━━━ Provided data
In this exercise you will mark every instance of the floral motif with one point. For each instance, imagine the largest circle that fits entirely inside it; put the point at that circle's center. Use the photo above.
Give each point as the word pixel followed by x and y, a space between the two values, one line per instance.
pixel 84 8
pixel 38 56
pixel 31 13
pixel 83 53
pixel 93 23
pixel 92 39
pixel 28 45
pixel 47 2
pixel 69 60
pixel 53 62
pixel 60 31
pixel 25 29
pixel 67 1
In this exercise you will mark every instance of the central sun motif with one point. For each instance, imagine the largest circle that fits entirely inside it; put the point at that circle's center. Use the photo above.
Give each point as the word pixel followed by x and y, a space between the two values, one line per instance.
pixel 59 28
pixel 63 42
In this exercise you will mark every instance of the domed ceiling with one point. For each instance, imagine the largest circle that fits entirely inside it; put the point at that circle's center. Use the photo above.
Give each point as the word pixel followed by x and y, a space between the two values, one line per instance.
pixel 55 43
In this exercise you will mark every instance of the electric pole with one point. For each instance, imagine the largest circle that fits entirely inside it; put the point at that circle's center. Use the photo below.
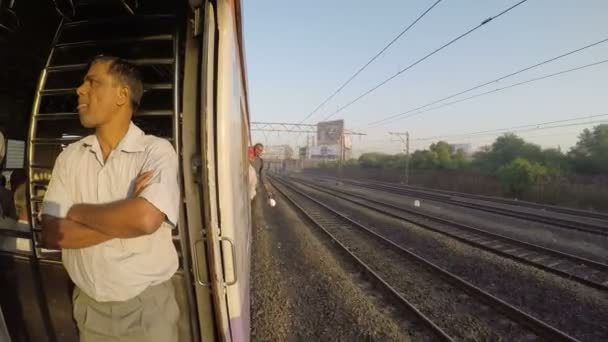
━━━━━━
Copy every line of the items above verbatim, omitting the pictures.

**Problem solution**.
In this exercise you will mark every instance of the floral motif with one point. For each instance, imagine the largest circle that fits entirely inside it; put the point at that circle's center. Use the photo above.
Give each point as the word pixel followed by x and y, a space between the two values, one line per instance.
pixel 84 8
pixel 38 56
pixel 31 13
pixel 83 53
pixel 93 23
pixel 92 39
pixel 28 45
pixel 47 2
pixel 69 60
pixel 53 62
pixel 60 31
pixel 25 29
pixel 67 1
In this exercise you will mark every instance of the central sun motif with one point. For each instance, imagine the largest circle that fits entirely inside it; put the point at that circle's center. Use the photo above.
Give each point as the word pixel followed by x and y, a space between the two values, one line per instance.
pixel 59 28
pixel 63 42
In this exercise you will mark every instance of the domed ceiling with one point. For each instance, imagine the largest circle that fits entirely inside it; put the point at that circle's center. Use the photo above.
Give each point as the word pixel followed by x and y, a space between the two values, one line per instance.
pixel 55 43
In this exercise you will mark every instance of the electric pole with one point. For each instance, imagine the largest circle that fits entirely inside it; put the point at that circle's center. Use the photo below.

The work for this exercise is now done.